§ **Problem description**
Please pull every line of text from the material below and reproduce it word for word, leaving the pictures out of your answer.

------------------------------------------------------------------------

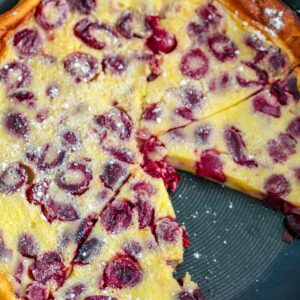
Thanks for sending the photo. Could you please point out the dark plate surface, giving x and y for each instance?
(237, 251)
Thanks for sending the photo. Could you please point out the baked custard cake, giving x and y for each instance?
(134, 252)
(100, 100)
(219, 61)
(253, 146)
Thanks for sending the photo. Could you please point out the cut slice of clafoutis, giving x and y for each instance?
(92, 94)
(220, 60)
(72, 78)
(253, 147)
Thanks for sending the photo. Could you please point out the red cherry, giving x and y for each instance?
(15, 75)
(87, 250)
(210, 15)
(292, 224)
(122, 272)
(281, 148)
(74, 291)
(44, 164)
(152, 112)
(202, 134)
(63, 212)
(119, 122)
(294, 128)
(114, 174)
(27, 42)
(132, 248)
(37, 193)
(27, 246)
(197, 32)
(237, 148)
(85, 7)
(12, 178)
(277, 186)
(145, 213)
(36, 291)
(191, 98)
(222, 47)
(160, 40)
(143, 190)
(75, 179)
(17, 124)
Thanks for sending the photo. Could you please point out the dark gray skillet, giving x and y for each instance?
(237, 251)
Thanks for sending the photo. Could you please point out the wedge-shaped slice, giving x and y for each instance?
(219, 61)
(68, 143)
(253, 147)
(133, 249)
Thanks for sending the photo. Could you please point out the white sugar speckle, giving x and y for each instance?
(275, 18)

------------------------------------------------------------------------

§ **Full output**
Thanks for sending the photo. Could you please point out the dark plate surface, giving x and y for each instance?
(237, 251)
Thanks for sending the photo. Could you please point out the baked custard cake, giving x and y for each instance?
(134, 252)
(100, 100)
(219, 61)
(253, 146)
Thanks for sending the photo. Could you please point out the cut slice of clafoutis, giving x and y for each instance?
(92, 94)
(220, 60)
(72, 78)
(253, 147)
Thanks for sending the photo. Could you please point out the red cherry, giving x and y for each instance?
(15, 75)
(87, 250)
(210, 15)
(292, 224)
(122, 272)
(281, 148)
(74, 291)
(44, 164)
(152, 112)
(202, 134)
(63, 212)
(119, 122)
(294, 128)
(114, 174)
(27, 42)
(132, 248)
(37, 193)
(27, 246)
(197, 32)
(237, 148)
(85, 7)
(12, 178)
(277, 186)
(145, 213)
(36, 291)
(191, 98)
(222, 47)
(160, 40)
(143, 190)
(75, 179)
(17, 124)
Thanks for sending the photo. Could you please point out the dark gray skillet, giving x and y for each instance?
(237, 251)
Thanks for sending the photo. Could you please point out the wedge-shaped slice, giving x and y for each instance?
(219, 61)
(68, 143)
(253, 147)
(133, 249)
Thanks for sending the photo. Could you please point out the white sugar speckle, giving x and y for each instance?
(275, 18)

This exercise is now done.